Set problem: Reproduce exactly the line in which "like [[9, 81]]." occurs and all the lines after it, ending with the last line.

## START Listed entries

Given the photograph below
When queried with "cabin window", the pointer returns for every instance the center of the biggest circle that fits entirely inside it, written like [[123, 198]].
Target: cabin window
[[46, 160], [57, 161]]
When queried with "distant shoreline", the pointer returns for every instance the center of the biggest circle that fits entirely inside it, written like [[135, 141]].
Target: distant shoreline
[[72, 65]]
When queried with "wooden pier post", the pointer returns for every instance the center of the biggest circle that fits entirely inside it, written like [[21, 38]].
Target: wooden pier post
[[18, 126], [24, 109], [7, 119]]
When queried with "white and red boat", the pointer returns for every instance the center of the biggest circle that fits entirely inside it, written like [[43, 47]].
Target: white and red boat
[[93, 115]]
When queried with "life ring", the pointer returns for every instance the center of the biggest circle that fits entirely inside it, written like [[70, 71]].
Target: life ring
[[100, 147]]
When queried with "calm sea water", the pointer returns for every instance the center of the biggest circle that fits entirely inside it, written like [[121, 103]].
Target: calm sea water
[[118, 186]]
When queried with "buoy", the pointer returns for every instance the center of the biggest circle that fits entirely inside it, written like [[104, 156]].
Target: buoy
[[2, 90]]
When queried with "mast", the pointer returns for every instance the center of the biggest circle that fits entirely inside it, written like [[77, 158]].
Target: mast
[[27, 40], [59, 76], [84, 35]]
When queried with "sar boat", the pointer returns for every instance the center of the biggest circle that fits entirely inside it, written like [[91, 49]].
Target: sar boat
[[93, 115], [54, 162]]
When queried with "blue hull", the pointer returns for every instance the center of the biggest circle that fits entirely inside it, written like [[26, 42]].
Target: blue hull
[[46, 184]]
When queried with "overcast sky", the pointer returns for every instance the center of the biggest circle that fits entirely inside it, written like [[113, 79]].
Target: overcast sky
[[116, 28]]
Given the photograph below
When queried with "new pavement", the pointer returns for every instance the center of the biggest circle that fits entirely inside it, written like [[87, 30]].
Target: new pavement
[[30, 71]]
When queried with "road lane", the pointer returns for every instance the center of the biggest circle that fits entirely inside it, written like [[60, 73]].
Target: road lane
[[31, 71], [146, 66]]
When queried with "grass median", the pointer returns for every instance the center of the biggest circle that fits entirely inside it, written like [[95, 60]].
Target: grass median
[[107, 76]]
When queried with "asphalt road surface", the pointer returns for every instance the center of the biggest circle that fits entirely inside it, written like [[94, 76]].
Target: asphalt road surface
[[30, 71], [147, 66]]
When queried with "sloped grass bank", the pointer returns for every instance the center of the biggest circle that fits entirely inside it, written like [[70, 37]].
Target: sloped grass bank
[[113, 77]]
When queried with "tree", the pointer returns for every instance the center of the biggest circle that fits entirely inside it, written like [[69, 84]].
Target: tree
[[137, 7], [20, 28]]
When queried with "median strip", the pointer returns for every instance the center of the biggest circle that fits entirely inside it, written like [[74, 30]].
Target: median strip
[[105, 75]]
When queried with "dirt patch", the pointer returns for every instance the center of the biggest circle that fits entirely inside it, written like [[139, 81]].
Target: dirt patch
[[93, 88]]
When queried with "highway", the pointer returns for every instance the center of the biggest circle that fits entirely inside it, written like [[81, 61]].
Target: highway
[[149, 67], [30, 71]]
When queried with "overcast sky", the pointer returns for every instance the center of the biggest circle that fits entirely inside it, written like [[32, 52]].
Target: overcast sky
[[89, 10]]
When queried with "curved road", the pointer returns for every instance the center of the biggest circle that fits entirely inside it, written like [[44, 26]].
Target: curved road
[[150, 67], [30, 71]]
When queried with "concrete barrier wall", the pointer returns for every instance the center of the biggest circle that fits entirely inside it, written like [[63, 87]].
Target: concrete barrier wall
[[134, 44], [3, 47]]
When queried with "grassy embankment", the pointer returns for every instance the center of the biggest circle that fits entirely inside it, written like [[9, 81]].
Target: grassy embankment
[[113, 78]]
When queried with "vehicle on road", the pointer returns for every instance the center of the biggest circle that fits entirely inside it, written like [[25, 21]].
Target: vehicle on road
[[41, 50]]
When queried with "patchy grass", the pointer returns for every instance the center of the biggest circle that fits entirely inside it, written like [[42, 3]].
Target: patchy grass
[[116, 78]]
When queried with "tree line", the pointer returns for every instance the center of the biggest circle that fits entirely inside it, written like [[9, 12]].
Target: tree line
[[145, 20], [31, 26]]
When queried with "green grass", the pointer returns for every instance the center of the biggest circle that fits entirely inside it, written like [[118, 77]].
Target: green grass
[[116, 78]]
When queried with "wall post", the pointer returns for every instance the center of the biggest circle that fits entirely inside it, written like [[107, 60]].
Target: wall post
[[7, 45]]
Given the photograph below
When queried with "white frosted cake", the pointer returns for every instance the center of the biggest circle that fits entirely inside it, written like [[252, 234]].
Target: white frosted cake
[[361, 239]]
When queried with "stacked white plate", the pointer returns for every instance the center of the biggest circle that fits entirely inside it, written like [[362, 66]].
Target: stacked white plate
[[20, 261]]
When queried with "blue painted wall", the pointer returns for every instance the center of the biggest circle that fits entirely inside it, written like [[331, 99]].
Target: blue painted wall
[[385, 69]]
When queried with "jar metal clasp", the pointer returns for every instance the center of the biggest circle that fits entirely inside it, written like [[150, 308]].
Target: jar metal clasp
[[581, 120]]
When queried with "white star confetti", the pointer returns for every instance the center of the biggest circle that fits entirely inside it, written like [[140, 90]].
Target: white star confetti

## END Listed entries

Exercise solution:
When queried with "grassy embankment", the pointer returns for every instance the center of the biggest circle that fits entirely inside it, written like [[9, 81]].
Target: grassy embankment
[[113, 78]]
When queried with "vehicle on road", the pointer returns for every instance the center of the biggest circle that fits entirely inside it, written like [[25, 21]].
Target: vehicle on road
[[41, 50]]
When queried with "patchy grass", the pointer returns for every instance the center of the biggest circle that fits entirely inside it, written like [[42, 3]].
Target: patchy grass
[[116, 78]]
When queried with "tree line", the pointer returns for every instance the center of the biggest circle that fits entirely inside it, written like [[9, 12]].
Target: tree line
[[145, 20], [31, 26]]
When queried with "green grass", the pointer returns for every instance the center of the biggest circle that fits entirely inside it, written like [[118, 77]].
Target: green grass
[[116, 78]]
When queried with "wall post", the pointer returns for every instance the center of the biggest circle that fits entirely inside it, written like [[107, 60]].
Target: wall post
[[7, 45]]
Given the photograph below
When queried with "white frosted cake", the pointer returns for every instance the center of the biggest circle that fits entirely inside it, written like [[252, 234]].
Target: white frosted cake
[[361, 239]]
When queried with "stacked white plate", the pointer returns for every instance the center of the biggest circle that fits entirely inside it, written like [[362, 66]].
Target: stacked white plate
[[20, 261]]
When queried with "blue painted wall", the pointer returns for every instance the center of the biggest circle that fits entirely inside it, written like [[331, 99]].
Target: blue painted wall
[[385, 69]]
When queried with "jar metal clasp", the pointer returns for every instance the center of the biggest circle that fits entirely inside it, written like [[150, 308]].
Target: jar metal clasp
[[581, 120]]
When queried with "white star confetti", the pointer returns for every instance the center of the biggest circle that fits entirely inside it, written like [[140, 90]].
Target: white star confetti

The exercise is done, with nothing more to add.